- Task goal -
Please count the lines in the items below that contain the string "person", with case counting, and give only the number.

⁂

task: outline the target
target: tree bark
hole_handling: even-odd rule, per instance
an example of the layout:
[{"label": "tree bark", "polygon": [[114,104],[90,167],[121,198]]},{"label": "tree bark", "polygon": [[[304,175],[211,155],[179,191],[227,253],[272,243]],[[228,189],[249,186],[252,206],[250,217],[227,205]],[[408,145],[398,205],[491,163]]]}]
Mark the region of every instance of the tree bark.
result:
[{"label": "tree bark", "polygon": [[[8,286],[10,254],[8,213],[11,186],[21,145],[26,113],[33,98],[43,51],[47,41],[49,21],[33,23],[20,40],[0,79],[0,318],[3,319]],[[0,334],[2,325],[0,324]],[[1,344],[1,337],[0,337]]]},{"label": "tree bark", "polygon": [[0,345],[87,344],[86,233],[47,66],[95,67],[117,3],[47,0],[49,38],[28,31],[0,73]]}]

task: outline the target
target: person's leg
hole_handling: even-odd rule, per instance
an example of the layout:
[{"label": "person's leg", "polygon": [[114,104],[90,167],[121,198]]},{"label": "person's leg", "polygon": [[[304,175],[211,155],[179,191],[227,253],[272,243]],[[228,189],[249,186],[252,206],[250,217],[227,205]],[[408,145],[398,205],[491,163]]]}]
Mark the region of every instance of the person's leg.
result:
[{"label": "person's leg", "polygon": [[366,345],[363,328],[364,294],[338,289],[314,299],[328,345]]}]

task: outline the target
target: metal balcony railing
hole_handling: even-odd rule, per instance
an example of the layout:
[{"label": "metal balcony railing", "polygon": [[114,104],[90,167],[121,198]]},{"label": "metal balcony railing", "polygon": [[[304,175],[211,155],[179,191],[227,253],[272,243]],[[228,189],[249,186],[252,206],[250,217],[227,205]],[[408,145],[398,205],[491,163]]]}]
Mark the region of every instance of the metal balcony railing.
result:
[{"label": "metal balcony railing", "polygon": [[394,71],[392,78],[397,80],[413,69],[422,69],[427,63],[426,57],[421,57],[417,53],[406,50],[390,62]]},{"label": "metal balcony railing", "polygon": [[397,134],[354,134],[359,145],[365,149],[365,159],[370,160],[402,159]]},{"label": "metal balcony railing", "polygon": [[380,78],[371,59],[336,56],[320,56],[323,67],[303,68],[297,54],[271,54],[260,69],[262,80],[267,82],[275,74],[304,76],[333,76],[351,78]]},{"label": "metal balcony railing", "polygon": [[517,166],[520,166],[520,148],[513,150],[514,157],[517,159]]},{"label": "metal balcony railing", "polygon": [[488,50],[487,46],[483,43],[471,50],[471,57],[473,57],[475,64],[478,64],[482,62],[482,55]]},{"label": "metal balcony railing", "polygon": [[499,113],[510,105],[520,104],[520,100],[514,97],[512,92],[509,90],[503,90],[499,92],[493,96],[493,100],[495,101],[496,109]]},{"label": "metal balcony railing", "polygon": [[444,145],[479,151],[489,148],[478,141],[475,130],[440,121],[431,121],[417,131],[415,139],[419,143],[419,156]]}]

⁂

- Worked answer -
4